* EXERCISE BRIEF
Format the records as a two-column CSV with the header input,output. Begin at the line that contains "Each returned marker MUST sit on an instance of the rusty" and stop after the line that contains "[[235, 660]]". Give one row per record, with its text under input and its answer under output, each in a single quoted field and with line breaks replaced by spaces.

* RECORDS SHOWN
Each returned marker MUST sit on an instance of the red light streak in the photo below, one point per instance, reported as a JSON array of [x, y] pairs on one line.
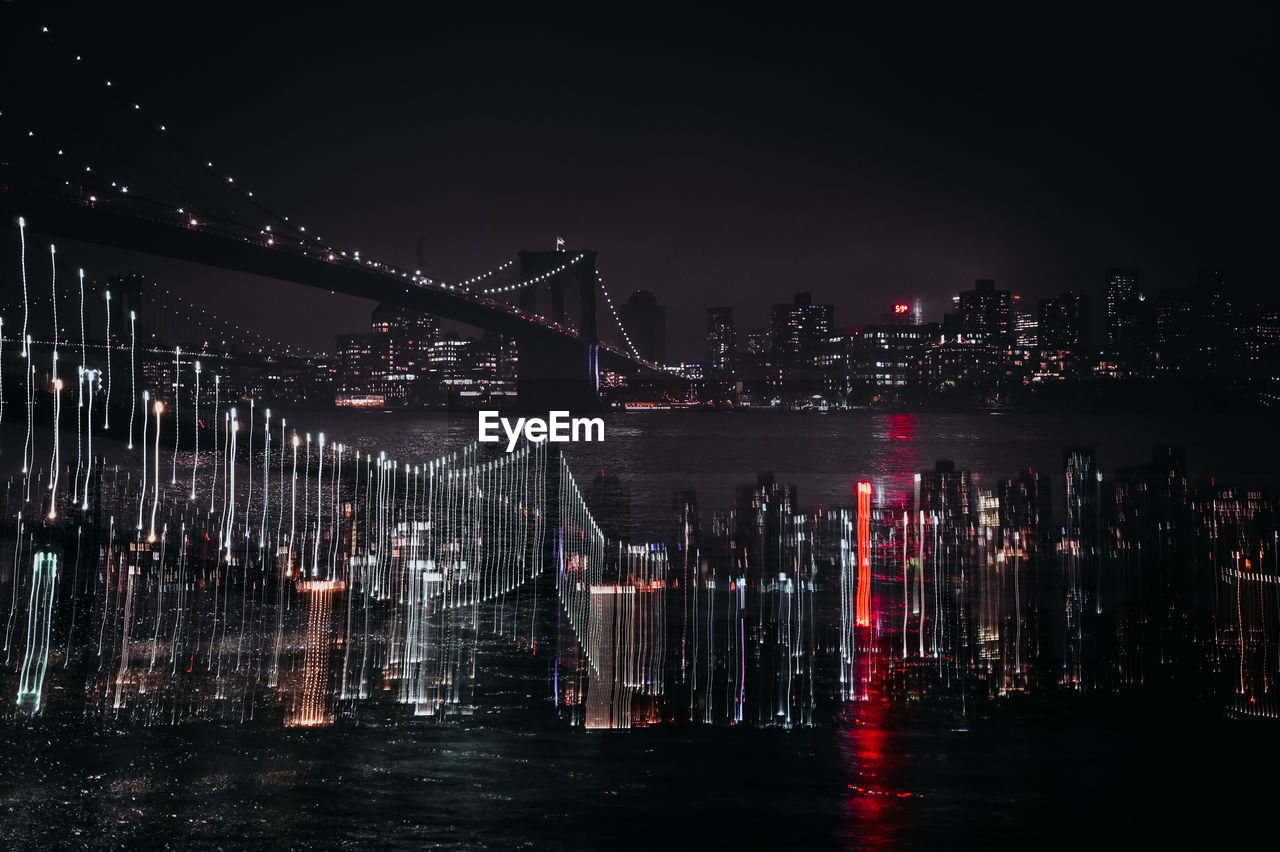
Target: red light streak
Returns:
[[864, 555]]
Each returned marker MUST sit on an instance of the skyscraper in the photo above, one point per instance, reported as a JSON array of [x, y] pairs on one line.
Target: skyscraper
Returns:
[[1124, 307], [800, 328], [1065, 323], [987, 312], [721, 338]]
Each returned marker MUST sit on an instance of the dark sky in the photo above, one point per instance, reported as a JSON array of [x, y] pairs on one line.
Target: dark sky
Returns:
[[722, 155]]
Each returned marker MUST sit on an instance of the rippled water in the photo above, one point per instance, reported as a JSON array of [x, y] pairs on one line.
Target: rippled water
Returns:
[[516, 775]]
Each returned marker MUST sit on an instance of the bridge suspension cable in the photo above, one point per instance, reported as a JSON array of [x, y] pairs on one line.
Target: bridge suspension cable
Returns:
[[536, 279]]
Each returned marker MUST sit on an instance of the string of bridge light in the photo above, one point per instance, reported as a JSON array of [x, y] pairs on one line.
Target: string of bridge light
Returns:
[[232, 326], [476, 279], [531, 282], [312, 239], [315, 239], [608, 301]]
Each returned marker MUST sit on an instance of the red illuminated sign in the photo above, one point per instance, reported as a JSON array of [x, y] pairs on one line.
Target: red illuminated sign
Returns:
[[864, 555]]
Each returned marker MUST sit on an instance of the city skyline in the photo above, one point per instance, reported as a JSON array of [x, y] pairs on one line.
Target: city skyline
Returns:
[[745, 165]]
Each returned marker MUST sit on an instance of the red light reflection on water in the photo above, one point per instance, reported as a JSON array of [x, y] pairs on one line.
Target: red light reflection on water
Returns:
[[874, 810], [900, 462]]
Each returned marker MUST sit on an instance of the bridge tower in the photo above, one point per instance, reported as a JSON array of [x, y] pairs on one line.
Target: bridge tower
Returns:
[[560, 372], [580, 275]]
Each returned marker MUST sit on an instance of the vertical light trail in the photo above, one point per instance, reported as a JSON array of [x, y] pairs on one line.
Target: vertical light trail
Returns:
[[106, 415], [155, 500], [231, 481], [40, 619], [248, 499], [133, 374], [142, 484], [315, 553], [90, 375], [80, 404], [218, 439], [177, 421], [864, 555], [293, 503], [266, 480], [22, 264], [56, 462], [53, 285], [28, 452], [906, 586], [195, 463]]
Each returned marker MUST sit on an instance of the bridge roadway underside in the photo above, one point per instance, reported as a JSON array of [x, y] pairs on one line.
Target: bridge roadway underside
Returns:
[[556, 370]]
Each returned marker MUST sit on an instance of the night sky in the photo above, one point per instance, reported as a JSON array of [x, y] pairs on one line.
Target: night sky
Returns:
[[712, 156]]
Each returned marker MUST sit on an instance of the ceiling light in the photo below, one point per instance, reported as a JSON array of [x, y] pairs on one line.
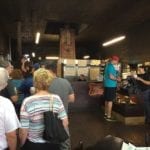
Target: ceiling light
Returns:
[[26, 55], [37, 38], [40, 58], [86, 57], [52, 57], [33, 54], [115, 40]]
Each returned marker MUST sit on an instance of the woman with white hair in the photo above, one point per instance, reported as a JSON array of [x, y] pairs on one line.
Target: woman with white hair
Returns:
[[8, 119]]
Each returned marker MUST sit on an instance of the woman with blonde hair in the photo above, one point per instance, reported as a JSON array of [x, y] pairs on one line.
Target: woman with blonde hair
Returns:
[[32, 113]]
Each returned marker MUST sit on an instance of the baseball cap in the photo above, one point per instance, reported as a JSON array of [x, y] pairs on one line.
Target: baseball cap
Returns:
[[115, 57], [36, 66]]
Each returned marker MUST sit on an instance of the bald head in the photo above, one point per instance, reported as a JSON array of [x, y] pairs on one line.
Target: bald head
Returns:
[[3, 78]]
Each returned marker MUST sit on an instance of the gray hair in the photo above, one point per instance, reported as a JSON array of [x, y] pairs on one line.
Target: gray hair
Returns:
[[3, 78], [4, 63]]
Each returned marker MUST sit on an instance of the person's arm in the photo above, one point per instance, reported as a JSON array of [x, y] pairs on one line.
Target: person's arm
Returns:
[[12, 140], [112, 77], [71, 98], [14, 98], [144, 81], [23, 133], [11, 124], [25, 121], [12, 92], [71, 95], [62, 113]]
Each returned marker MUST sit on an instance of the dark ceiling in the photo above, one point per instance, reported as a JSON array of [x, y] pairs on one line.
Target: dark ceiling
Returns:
[[97, 20]]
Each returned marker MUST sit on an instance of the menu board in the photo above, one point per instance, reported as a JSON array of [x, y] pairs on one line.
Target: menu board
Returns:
[[69, 71], [95, 62], [83, 70], [70, 62], [82, 63], [94, 73]]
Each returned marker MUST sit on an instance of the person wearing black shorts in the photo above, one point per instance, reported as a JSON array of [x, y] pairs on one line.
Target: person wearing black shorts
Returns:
[[110, 85]]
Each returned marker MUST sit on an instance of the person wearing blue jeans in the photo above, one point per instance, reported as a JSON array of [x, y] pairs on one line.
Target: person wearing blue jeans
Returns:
[[110, 85]]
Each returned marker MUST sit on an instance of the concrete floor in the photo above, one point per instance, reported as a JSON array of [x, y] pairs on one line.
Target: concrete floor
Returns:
[[90, 127]]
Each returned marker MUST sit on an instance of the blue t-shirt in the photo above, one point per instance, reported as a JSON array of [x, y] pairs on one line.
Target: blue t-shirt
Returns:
[[26, 85], [17, 84], [110, 69]]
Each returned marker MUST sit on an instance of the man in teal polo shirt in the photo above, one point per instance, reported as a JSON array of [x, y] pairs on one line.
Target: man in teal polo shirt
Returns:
[[110, 85]]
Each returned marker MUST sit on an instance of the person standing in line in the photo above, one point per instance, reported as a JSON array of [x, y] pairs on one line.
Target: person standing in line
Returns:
[[62, 88], [9, 91], [110, 85], [17, 79], [144, 90], [32, 110], [8, 119]]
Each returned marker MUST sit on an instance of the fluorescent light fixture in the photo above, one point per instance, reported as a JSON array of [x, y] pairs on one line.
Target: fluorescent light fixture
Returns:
[[40, 58], [26, 55], [65, 61], [115, 40], [52, 57], [37, 38], [33, 54], [86, 57], [76, 61]]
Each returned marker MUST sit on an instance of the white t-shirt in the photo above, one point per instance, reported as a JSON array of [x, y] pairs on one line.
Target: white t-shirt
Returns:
[[8, 120]]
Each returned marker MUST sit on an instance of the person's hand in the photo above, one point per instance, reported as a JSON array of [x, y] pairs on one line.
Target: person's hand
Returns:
[[23, 60], [119, 79]]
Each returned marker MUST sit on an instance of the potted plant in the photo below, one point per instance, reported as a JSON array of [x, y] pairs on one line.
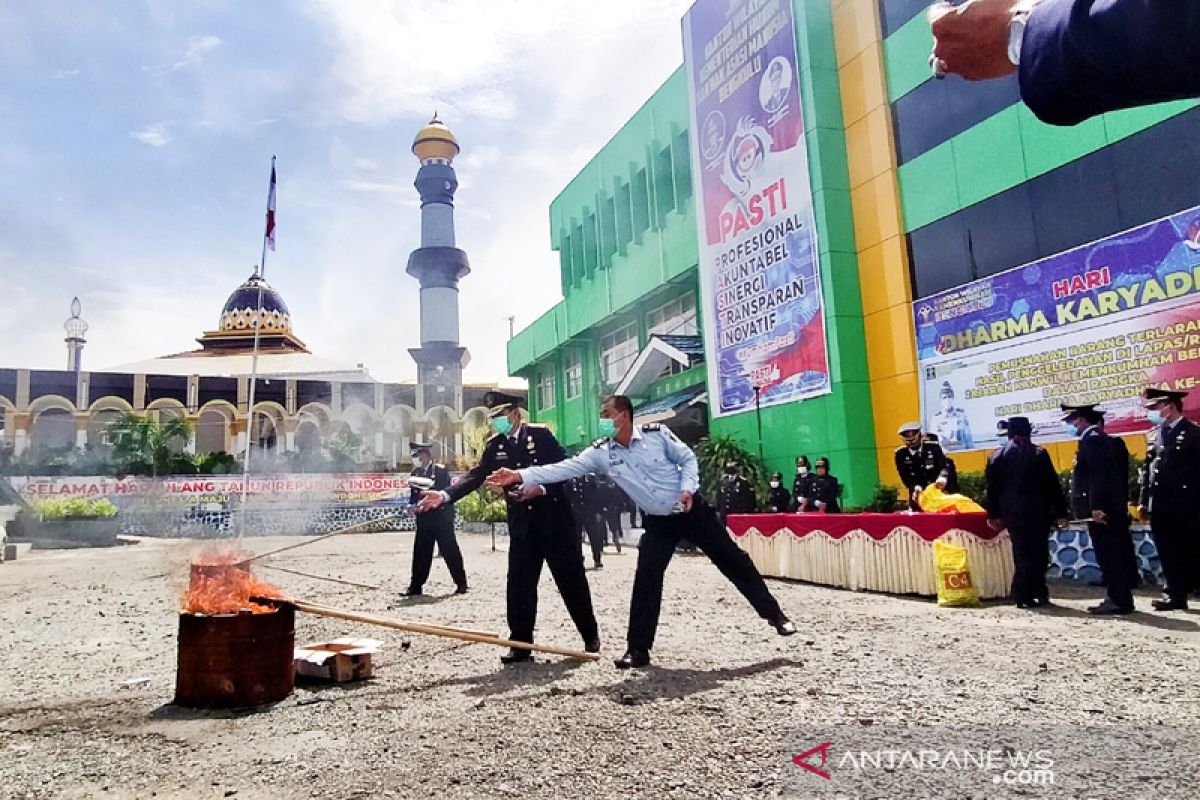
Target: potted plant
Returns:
[[72, 522]]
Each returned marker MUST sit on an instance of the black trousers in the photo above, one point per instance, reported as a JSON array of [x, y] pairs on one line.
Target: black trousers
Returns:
[[436, 527], [1177, 541], [1031, 558], [658, 545], [557, 547], [1114, 554]]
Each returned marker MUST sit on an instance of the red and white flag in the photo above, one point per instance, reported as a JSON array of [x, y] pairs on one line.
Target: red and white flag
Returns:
[[270, 210]]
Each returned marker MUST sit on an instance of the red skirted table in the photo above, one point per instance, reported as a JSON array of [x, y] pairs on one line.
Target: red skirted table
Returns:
[[880, 552]]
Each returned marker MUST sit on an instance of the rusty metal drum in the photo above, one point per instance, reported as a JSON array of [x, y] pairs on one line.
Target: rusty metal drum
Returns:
[[235, 660]]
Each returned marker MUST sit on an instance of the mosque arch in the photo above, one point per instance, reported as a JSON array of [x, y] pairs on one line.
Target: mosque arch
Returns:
[[47, 402], [111, 402]]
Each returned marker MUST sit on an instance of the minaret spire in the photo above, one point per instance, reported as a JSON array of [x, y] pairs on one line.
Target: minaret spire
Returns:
[[438, 265]]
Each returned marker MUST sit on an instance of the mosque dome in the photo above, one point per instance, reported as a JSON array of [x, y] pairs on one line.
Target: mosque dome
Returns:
[[240, 311], [435, 142]]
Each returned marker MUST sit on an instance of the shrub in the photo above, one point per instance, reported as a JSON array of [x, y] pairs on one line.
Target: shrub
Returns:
[[69, 507]]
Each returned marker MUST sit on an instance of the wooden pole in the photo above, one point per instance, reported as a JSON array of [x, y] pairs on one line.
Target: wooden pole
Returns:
[[435, 630], [313, 609]]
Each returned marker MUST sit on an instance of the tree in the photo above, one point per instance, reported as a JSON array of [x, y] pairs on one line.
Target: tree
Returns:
[[145, 446]]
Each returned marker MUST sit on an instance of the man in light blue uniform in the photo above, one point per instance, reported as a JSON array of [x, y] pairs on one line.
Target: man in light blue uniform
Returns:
[[660, 475]]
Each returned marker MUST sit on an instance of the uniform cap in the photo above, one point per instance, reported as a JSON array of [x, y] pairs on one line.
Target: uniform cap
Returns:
[[1019, 426], [1159, 395], [499, 402], [1086, 410]]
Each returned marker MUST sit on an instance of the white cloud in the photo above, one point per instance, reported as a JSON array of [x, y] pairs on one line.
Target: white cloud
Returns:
[[197, 48], [156, 136]]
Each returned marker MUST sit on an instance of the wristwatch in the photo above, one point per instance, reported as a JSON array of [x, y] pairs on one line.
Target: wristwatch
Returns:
[[1017, 29]]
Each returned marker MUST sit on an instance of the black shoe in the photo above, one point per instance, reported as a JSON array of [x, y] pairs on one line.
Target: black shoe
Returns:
[[1109, 608], [516, 656], [1168, 603], [633, 659]]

* RESULT FOR THIS EXERCISE
input,output
"Each returned marker MUST sit on an instance of the rusty metal drum in the photo above, one point per instance, reported as a JSON array of [x, y] pairs on one line. Target: rusty metal drum Returns:","[[235, 660]]"